[Job 1] Please list every spin state named in the passage on electron spin.

─── Selected extract ───

The measurement of the spin of the electron serves as the simplest example of the fundamental nature of a free binary choice.  Imagine that a particular spin state is formed using a Stern-Gerlach apparatus.  Subsequently, the electron spends its metaphorical life responding to the stimuli it encounters, somewhat like a human being making choices.  The elevator arrives and the operator asks "Are you interested in going up or down today?"  Being in the pure spin-up state, it responds "up."  When the door opens, it is presented with a left-right choice and turns right, at which point is sees a ladder and makes the choice to climb up or down at a 45 degree angle.  When another electron is prepared to be in the identical initial state as the first one and is provided with the same alternatives, it is observed to make different choices.  Two individuals with free will could be imagined behaving differently as do the electrons, responding in what appears to be a nondeterministic way when presented with the same choices.  Does the appearance of nondeterministic behavior imply that free will is at work?

We have seen that the probabilities of outcomes that are coded into the state vector are not the result of a cause in the classical sense.  The probabilities are built into the state vector and are determined from how the system was prepared and from what perspective the measurement is taken.  In the case of a coin toss, we don't know the outcome until it hits the floor.  However, this is willful ignorance in the sense that a high-speed video camera could record a movie of the spinning quarter, which could be analyzed to predict the outcome before the coin lands.  In the quantum case, the outcome is absolutely unknown to any observer, because the system is in what's called a superposition of states, where the outcomes are mixed together.  The act of the measurement then forces the state vector to collapse into just one of the possible states based on the probabilities built into the state vector.

The conclusion from this analysis is that variability in the actions of two individual electrons need not imply causative factors.  Quantum effects lead naturally to such variability in the case when two electrons are prepared in the same way and placed in the same environment.

Particles in the quantum world behave in many ways like humans.  For the electron, future choices are made based on probabilities that are determined from the initial conditions, not unlike the cards we are dealt at birth.  It is possible to impose evolutionary forces on an electron to favor a spin-up state.  For example, if the electron is initially in a spin-down state, first do a horizontal measurement, which will result in a spin-left or spin-right state, each of equal probability.  Once in the spin-left or spin-right state, a vertical measurement will collapse the state vector into a spin-up state half the time.  If the electron is found to be in the spin-up state, the goal is achieved,  If the spin-down state results, restart the process again by measuring the horizontal then vertical spin.  Each pair of vertical/horizontal measurements has a 1/2 probability of flipping the spin to the desired spin-up state, so the desired state can be reached with high probability after only a few iterations of the selection process.  This behavior can act as a metaphor for evolutionary forces that favor a particular spin orientation, or upbringing that defines the character of the individual.

─── Input data ───

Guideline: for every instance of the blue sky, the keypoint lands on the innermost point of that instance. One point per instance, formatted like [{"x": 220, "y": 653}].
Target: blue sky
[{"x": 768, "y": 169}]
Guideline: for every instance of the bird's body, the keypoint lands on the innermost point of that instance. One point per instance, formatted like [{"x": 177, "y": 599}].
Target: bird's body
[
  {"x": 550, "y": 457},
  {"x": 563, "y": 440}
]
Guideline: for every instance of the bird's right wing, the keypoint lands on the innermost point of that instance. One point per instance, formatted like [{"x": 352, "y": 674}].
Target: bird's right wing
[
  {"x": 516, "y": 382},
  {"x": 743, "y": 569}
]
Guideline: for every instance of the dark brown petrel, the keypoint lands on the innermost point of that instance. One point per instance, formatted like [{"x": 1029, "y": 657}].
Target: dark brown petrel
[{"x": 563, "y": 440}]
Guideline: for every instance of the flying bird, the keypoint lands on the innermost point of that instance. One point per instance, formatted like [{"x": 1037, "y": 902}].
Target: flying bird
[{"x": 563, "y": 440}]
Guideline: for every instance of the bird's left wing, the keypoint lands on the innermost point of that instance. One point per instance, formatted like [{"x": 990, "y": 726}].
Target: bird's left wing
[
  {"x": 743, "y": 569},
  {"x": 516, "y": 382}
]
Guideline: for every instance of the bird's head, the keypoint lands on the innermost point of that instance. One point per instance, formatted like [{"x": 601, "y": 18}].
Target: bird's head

───

[Job 2] Return the lines of the listing from the line that contains "Guideline: for every instance of the dark" through the end of the listing, both ends included, without any changes.

[Answer 1] spin-up, spin-down, spin-left, spin-right

[Answer 2]
Guideline: for every instance of the dark brown petrel, the keypoint lands on the innermost point of that instance. One point per instance, formatted like [{"x": 1029, "y": 657}].
Target: dark brown petrel
[{"x": 563, "y": 440}]
Guideline: for every instance of the flying bird, the keypoint lands on the innermost point of that instance. One point per instance, formatted like [{"x": 1037, "y": 902}].
Target: flying bird
[{"x": 563, "y": 440}]
Guideline: for every instance of the bird's left wing, the keypoint lands on the innermost point of that instance. One point per instance, formatted like [{"x": 990, "y": 726}].
Target: bird's left wing
[
  {"x": 743, "y": 569},
  {"x": 516, "y": 382}
]
Guideline: for every instance of the bird's head, the keypoint lands on the innermost point of that instance. One point per instance, formatted like [{"x": 601, "y": 18}].
Target: bird's head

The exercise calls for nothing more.